* 抜粋:
────────────────────
急激な負担増を緩和するため、2024年度は年金収入が年211万円を超える人に絞られます。
2025年度から153万円を上回る人に対象が拡大されます。
医療保険料は年平均でおよそ5千円増
厚生労働省の試算では高齢者の1人あたりの医療保険料は年平均でおよそ5千円増え、2025年度は8万7200円になると見込んでいます。
年収別では年収が200万円の人は年3900円、400万円の人は1万4000円の増となります。
年収が1100万円の場合は、上限額の引き上げに伴い2025年度に80万円となります。
後期高齢者の医療費は現役世代の負担が大きい
後期高齢者医療制度にもとづく高齢者の負担割合も見直されます。
後期高齢者の医療費は1割を後期高齢者の保険料、4割を現役世代の拠出金、5割を公費で賄っています。
制度をつくった2008年度から、後期高齢者の負担は2割増えたのに対して、現役世代の拠出金は7割増えています。
今後は伸び率が同じになるようになります。
今回の制度改正で現役の負担軽減効果は年間で計900億円程度にとどまる見込みです。
国民全体の医療費は年40兆円を超えています。
後期高齢者の医療費は10年間で4割程度増加しています。
2025年度にかけて団塊の世代が後期高齢者入りし、費用は膨らみ続けます。
人口減少を考えると現役世代の負担増は免れない
今回の改正健康保険法は改革の第一歩という点では評価できますが、今後の人口減少を考えると現役世代の負担増は免れません。
政府は40~50年に社会保険料が何%まで上昇するのか、試算を示すべきでしょう。
社会保険料の上昇は労働者の可処分所得の伸び悩みの一因となり、少子化対策を阻んでいるとの指摘もあります。
────────────────────
* 抽出情報:
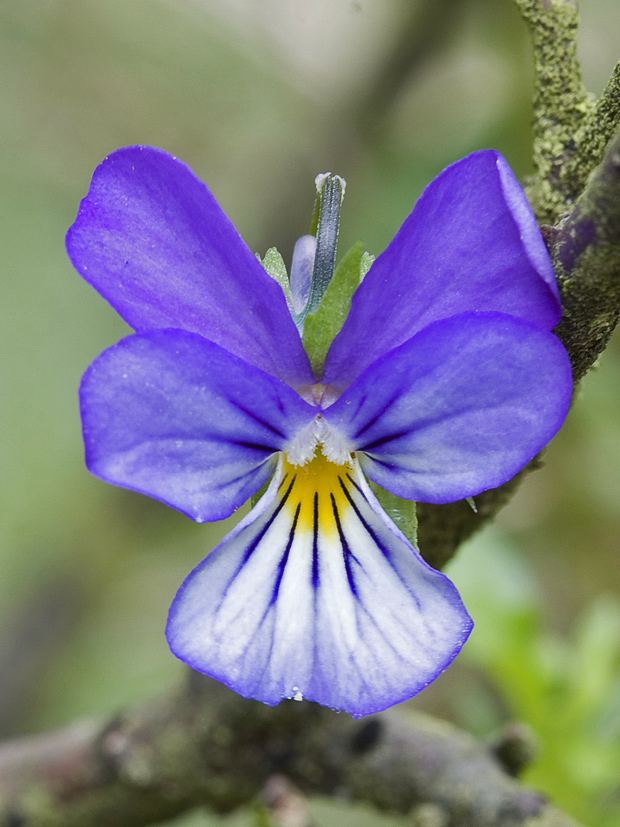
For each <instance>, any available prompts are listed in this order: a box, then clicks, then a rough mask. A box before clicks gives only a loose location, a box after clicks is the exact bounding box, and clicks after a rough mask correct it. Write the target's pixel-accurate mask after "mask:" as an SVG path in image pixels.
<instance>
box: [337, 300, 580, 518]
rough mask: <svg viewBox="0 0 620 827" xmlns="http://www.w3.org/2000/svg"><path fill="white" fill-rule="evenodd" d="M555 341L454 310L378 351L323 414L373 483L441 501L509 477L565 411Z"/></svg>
mask: <svg viewBox="0 0 620 827" xmlns="http://www.w3.org/2000/svg"><path fill="white" fill-rule="evenodd" d="M571 390H572V376H571V369H570V363H569V361H568V356H567V355H566V351H565V350H564V348H563V347H562V345H561V344H560V342H559V340H558V339H557V338H556V337H555V336H554V335H553V334H552V333H548V332H546V331H543V330H540V328H536V327H533V326H532V325H529V324H527V323H526V322H522V321H520V320H518V319H514V318H513V317H511V316H506V315H504V314H501V313H464V314H462V315H461V316H453V317H452V318H450V319H445V320H443V321H441V322H435V323H434V324H432V325H430V326H429V327H427V328H426V329H425V330H423V331H422V332H421V333H418V335H417V336H414V337H413V338H412V339H411V340H410V341H409V342H406V343H405V344H404V345H402V346H401V347H399V348H397V349H396V350H394V351H392V353H389V354H388V355H387V356H384V357H383V358H382V359H380V360H378V361H377V362H375V364H374V365H372V367H370V368H369V369H368V370H366V371H365V372H364V373H363V374H362V376H361V377H360V378H359V379H358V380H357V381H356V382H355V383H354V384H353V385H352V386H351V387H350V388H349V389H348V390H347V391H346V392H345V393H344V394H343V395H342V396H341V397H340V399H338V400H337V402H335V403H334V404H333V405H332V406H331V407H329V408H327V409H326V410H325V411H324V412H323V416H324V418H325V420H326V422H327V423H328V425H330V426H331V427H332V428H334V429H336V431H338V432H339V433H340V435H341V436H342V438H343V439H345V440H346V442H347V444H348V445H349V446H350V447H351V449H352V450H356V451H363V452H364V453H363V454H362V455H361V457H360V462H361V465H362V468H363V469H364V472H365V473H366V474H367V475H368V476H369V477H370V479H372V480H373V481H374V482H376V483H378V484H379V485H381V486H382V487H383V488H386V489H387V490H388V491H391V492H392V493H393V494H397V495H398V496H400V497H405V498H406V499H410V500H420V501H423V502H433V503H444V502H452V501H454V500H458V499H461V498H463V497H469V496H473V495H474V494H478V493H480V492H481V491H484V490H485V489H487V488H494V487H495V486H497V485H500V484H501V483H503V482H506V480H508V479H510V478H511V477H512V476H513V475H514V474H516V472H517V471H518V470H519V469H520V468H522V467H523V466H524V465H525V464H526V462H528V461H529V460H530V459H532V457H534V456H535V455H536V453H537V452H538V451H540V449H541V448H542V447H543V446H544V445H545V444H546V443H547V442H548V441H549V440H550V439H551V438H552V437H553V436H554V434H555V433H556V431H557V430H558V429H559V427H560V425H561V424H562V422H563V420H564V417H565V416H566V413H567V411H568V406H569V402H570V396H571Z"/></svg>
────────────────────
* 課題 A:
医療保険料についての抜粋をもとに、次の問いに答えてください。
(i) 2024年度に対象となるのは、年金収入が年いくらを超える人ですか？
(ii) 後期高齢者の医療費のうち、公費で賄っている割合はどれだけですか？
(iii) 国民全体の医療費は年いくらを超えていますか？
* 課題 B: 抜粋で年収別の例として示されている年収額をすべて挙げてください。
* 課題 C: 抜粋のうち、「年収別では年収が200万円の」で始まり「政府は40~50年に社会保険料が何%まで上昇するのか、試算を示すべきでしょう。」まで続く部分を、一字一句変えずに書き写してください。
これらの記録は別の出典から取ったものです。

* 解答 A:
(i) 年211万円
(ii) 5割
(iii) 年40兆円

* 解答 B: 200万円、400万円、1100万円

* 解答 C:
年収別では年収が200万円の人は年3900円、400万円の人は1万4000円の増となります。
年収が1100万円の場合は、上限額の引き上げに伴い2025年度に80万円となります。
後期高齢者の医療費は現役世代の負担が大きい
後期高齢者医療制度にもとづく高齢者の負担割合も見直されます。
後期高齢者の医療費は1割を後期高齢者の保険料、4割を現役世代の拠出金、5割を公費で賄っています。
制度をつくった2008年度から、後期高齢者の負担は2割増えたのに対して、現役世代の拠出金は7割増えています。
今後は伸び率が同じになるようになります。
今回の制度改正で現役の負担軽減効果は年間で計900億円程度にとどまる見込みです。
国民全体の医療費は年40兆円を超えています。
後期高齢者の医療費は10年間で4割程度増加しています。
2025年度にかけて団塊の世代が後期高齢者入りし、費用は膨らみ続けます。
人口減少を考えると現役世代の負担増は免れない
今回の改正健康保険法は改革の第一歩という点では評価できますが、今後の人口減少を考えると現役世代の負担増は免れません。
政府は40~50年に社会保険料が何%まで上昇するのか、試算を示すべきでしょう。